Write the data below out again, with each line matching the original.

Natural-language object grounding data
++++++++
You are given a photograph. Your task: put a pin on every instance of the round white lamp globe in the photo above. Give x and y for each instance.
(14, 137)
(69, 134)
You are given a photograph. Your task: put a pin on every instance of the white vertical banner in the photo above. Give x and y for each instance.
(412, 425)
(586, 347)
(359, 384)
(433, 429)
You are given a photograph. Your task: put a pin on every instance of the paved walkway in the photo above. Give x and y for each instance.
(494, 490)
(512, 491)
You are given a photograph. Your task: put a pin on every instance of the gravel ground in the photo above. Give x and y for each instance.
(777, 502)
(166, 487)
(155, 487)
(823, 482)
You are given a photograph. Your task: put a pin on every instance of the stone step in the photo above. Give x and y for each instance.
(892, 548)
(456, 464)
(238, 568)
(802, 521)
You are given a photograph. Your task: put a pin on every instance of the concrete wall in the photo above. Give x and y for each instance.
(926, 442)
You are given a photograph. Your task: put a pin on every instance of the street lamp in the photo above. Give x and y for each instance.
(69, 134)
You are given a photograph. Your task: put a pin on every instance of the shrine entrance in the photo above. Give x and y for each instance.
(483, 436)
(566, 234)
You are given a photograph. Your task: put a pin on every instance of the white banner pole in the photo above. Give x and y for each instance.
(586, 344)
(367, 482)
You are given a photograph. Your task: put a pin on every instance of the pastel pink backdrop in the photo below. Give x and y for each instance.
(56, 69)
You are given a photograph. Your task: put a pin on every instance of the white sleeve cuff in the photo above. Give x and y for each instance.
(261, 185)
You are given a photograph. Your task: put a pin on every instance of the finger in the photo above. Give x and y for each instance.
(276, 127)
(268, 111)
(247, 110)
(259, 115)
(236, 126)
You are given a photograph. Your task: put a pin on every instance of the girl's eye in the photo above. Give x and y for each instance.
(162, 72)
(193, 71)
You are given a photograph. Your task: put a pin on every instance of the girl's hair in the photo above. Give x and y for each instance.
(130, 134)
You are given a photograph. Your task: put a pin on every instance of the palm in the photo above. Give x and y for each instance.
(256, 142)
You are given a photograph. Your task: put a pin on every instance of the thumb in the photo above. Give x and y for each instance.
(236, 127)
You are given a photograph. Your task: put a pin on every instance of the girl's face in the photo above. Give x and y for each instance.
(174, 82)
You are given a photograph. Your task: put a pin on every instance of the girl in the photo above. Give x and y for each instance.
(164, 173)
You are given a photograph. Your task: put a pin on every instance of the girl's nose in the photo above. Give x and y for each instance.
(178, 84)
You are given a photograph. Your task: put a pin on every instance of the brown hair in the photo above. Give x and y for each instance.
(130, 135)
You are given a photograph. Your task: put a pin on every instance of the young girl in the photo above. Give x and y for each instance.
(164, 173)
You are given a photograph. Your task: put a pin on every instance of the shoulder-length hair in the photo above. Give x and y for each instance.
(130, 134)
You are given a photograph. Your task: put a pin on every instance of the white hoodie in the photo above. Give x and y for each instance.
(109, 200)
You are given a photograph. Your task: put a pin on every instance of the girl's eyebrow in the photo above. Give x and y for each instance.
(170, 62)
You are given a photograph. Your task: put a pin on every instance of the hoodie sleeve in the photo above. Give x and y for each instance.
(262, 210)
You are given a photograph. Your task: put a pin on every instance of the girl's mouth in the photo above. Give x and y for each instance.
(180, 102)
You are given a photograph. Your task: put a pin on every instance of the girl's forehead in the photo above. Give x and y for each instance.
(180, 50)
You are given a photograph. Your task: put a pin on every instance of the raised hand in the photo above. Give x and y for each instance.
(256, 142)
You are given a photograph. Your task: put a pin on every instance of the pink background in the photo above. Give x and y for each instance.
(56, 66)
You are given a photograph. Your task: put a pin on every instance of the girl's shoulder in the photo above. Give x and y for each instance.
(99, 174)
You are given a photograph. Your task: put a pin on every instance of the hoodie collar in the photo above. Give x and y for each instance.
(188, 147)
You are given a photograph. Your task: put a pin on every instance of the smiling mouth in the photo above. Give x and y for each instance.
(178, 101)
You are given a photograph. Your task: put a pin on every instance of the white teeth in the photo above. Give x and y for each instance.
++++++++
### Exercise solution:
You are given a photograph. Your task: put a pin on every instance of the round white lamp globe in the photo above. Give x and y for each instance.
(14, 137)
(69, 134)
You are given a photograph. Your task: put a pin on every instance of the white vertical banner in the photo above. Give x and y for each instance.
(412, 425)
(586, 347)
(359, 384)
(433, 429)
You are given a photograph. Your task: put a pin on every instance of the paved walkway in the photo above. Give x and y for each instance.
(494, 490)
(512, 491)
You are given a photograph. Your task: put a pin on every instance of the gravel ground in the photo above. Give x and y for each instance.
(777, 502)
(166, 487)
(155, 487)
(823, 482)
You are given a photograph. Your task: put a pin on every instance of the stone step in the photo above. Give x and y for each instance.
(892, 548)
(456, 464)
(238, 568)
(802, 521)
You are given a photograph. Your task: put a pin on every instance of the concrete wall in the photo above. Give x and y for each instance.
(926, 442)
You are given a photograph. Your task: put a pin on every instance of the street lamp in the photo above. Give x and y for each instance.
(69, 134)
You are given a photograph. Your task: put a pin on every instance of the shrine entrance in the photo above. Give x and y for each instance.
(483, 436)
(566, 234)
You are given a photograph. Your task: put a pin on every instance of the white banner pole in the photo above. Give x and y for each instance.
(586, 344)
(367, 482)
You are given a photograph. Your task: put a pin on every instance of the pastel pink backdrop in the photo below. Give x and y for each instance.
(56, 69)
You are given a photograph. Your task: put a pin on every instance of the white sleeve cuff in the photo above. Give x and y for each instance.
(261, 185)
You are given a photograph. Your task: put a pin on every instance of the finger in the photo above. Give x and y for each instance.
(276, 127)
(268, 111)
(247, 110)
(259, 115)
(236, 126)
You are given a photograph. Your task: put a pin on every instance of the girl's eye in the photo above. Give x and y for each instance.
(162, 72)
(193, 71)
You are given a photograph. Your task: put a pin on every instance of the girl's hair in the photo above. Give x and y for each instance.
(130, 134)
You are given a photograph. Your task: put a pin on every instance of the palm in the photo above. Give x and y for each instance.
(256, 142)
You are given a photograph. Your task: put a pin on every instance of the thumb in the photo above. Give x and y for each instance.
(236, 127)
You are given a photograph. Your task: put a pin on every instance of the girl's face in the photo above. Give x and y for each instance.
(174, 82)
You are given a photograph. Your task: put a pin on every instance of the girl in the photo above. Give x and y for each instance.
(164, 173)
You are given a photograph. Your task: put a pin on every instance of the girl's nose in the photo above. Give x and y for each instance.
(178, 84)
You are given a photograph. Your task: put a pin on every instance of the brown hair in the photo above. Give x and y for each instance.
(130, 135)
You are given a photograph. Your task: put a pin on every instance of the young girl in the photo above. Give x and y for each instance.
(164, 173)
You are given a photograph. Your task: put a pin on every instance of the shoulder-length hair in the photo above. Give x and y for each instance.
(130, 134)
You are given a photograph. Your task: put a pin on every instance of the white hoodie in the photo above. Give x and y for each instance.
(109, 200)
You are given a photograph. Your task: put a pin on every instance of the girl's eyebrow in the photo above. Give x and y for each instance.
(170, 62)
You are given a photograph. Your task: put a pin on every instance of the hoodie sleeve in the photo above. Give x and y for each instance.
(262, 210)
You are given a photograph. Your task: put a pin on every instance of the girl's mouth in the photo above. Give x and y for each instance.
(180, 102)
You are given a photograph. Your task: put a pin on every instance of the girl's forehead in the photo above. Give x and y for each instance.
(180, 50)
You are given a photograph. Your task: put a pin on every instance of the raised hand in the photo above. Give x and y for each instance.
(256, 142)
You are given a photograph. Your task: put a pin on every instance of the pink background in the photo above. Give x and y for each instance.
(56, 66)
You are given a photograph. Your task: put a pin on every instance of the girl's shoulder in the photo above. Give x and y for each instance.
(99, 174)
You are given a photograph. Your task: put a pin on every instance of the hoodie collar in the photo above. Give x and y for each instance.
(188, 147)
You are given a photograph. Your task: put a pin on every instance of the smiling mouth in the photo above. Give x and y for each instance.
(178, 101)
You are given a photograph. Your task: put a pin on every instance of the white teeth in the photo above. Give x and y for each instance.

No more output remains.